■ Reading text ■

At the end of September I attended the first day of BTA East in Baltimore. The keynote speaker was Senior Vice President of Samsung’s Enterprise Business Division, Tod Pike. His address on why dealers are great and seven ways they can remain great, particularly when competing head to head against the OEMs, was memorable and timeless. If you missed it, I’m going to do my best to summarize.
I don’t think Pike surprised anybody with his list of why dealers are great, but it’s nice to receive that validation every once in a while. To recap, dealers offer better service, provide the best of breed in terms of hardware and software as a means of differentiation, they’re local and a certain number of customers will buy from them for that reason alone, they’re adaptable and can react to changes and shifts in the marketplace in a way that no national organization can, and they’ve got good, tenured people who aren’t being shifted all around the country as they might be if working for a national organization.
Pike’s example of how an independent dealer provides better service than a national organization played right to the dealer audience. “If there are two customers who call their vendor on a Friday afternoon and need a machine moved on a Sunday and one calls a BTA dealer and the other calls a manufacturer, two different outcomes happen. In the case of the BTA dealer, that machine gets moved on Sunday, in the other case, a form gets filled out on Monday.”
Now let’s take a look at Pike’s take on what it’s going to take for dealers to stay great.
Be committed to the things you do well – “Be committed to the things you do well and display it, sell it, and promote it,” he said. “Emphasize your current greatness. This is where the OEM is going to lose most [of the time].”
Managed Print Services – “The competitive landscape is changing, there is a share of wallet opportunity, new accounts, why wouldn’t you want to sell A4 along with A3 and overall supplies and services and go after that business?” asked Pike rhetorically. He added that this is an excellent way to pursue new accounts even if you have no chance to sell them copier-based products. “Sell anything to get a foot in the door. It’s not difficult to get into managed print. It paves the road and once you’re a services provider, and once you get that print down, it gives you an opportunity to grow other services.”
Managed Imaging Services – “Be VAR like and provide services customers want in terms of system integration and other capabilities,” recommended Pike. His reasons for doing this are many, including share of wallet, declining hardware sales, diversification, differentiation from the manufacturer, and to offset competition from IT resellers and VARs who are going into a dealer’s accounts and devaluing print.
Be trendy – Pike served up seven opportunities to be trendy and all seven revolve around bringing in young people into the organization who understand new technology, trends, and ways to communicate with the customer. Those seven items on his list included the cloud; the environment (sustainability, saving paper, saving energy); mobility; vertical (talking to customers in languages they’re familiar with rather than taking a horizontal approach); BYOD (Bring Your Own Device) or what Samsung feels is going to be more prevalent, CYOD (Choose Your Own Device); the virtual office (Pike noted there aren’t companies Samsung is talking to now that aren’t talking about downsizing real estate); and security. “These are the seven things you need to be expert on and you need to hire people who are experts or train people to be experts,” emphasized Pike.

■ Information supplied ■
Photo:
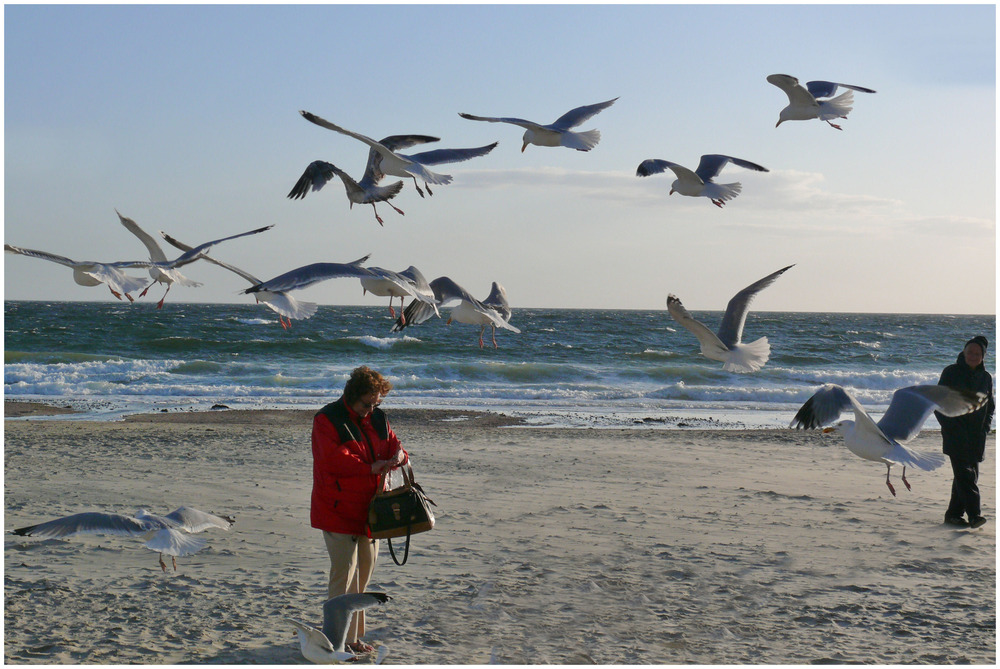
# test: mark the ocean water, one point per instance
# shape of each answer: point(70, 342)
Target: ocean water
point(569, 367)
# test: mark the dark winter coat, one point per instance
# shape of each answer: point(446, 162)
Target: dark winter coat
point(965, 436)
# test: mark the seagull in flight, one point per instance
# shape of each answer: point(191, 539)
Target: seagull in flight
point(884, 441)
point(557, 133)
point(366, 191)
point(89, 272)
point(494, 311)
point(166, 276)
point(699, 183)
point(283, 304)
point(166, 535)
point(804, 102)
point(329, 645)
point(392, 163)
point(726, 346)
point(396, 143)
point(391, 284)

■ Required tasks ■
1. According to the keynote summary, who gave the keynote address at BTA East?
2. Please copy the entries word for word, starting at the line that contains "# test: mark the dark" and ending at the last line of the entries.
The keynote summary and the entries come from unrelated sources.

■ Answer list ■
1. Tod Pike, Senior Vice President of Samsung’s Enterprise Business Division.

2.
# test: mark the dark winter coat, one point per instance
# shape of each answer: point(446, 162)
Target: dark winter coat
point(965, 436)
# test: mark the seagull in flight, one point per instance
# shape of each answer: point(191, 539)
Target: seagull in flight
point(884, 441)
point(557, 133)
point(366, 191)
point(89, 272)
point(494, 311)
point(166, 276)
point(699, 183)
point(283, 304)
point(166, 535)
point(804, 102)
point(329, 645)
point(392, 163)
point(726, 346)
point(396, 143)
point(391, 284)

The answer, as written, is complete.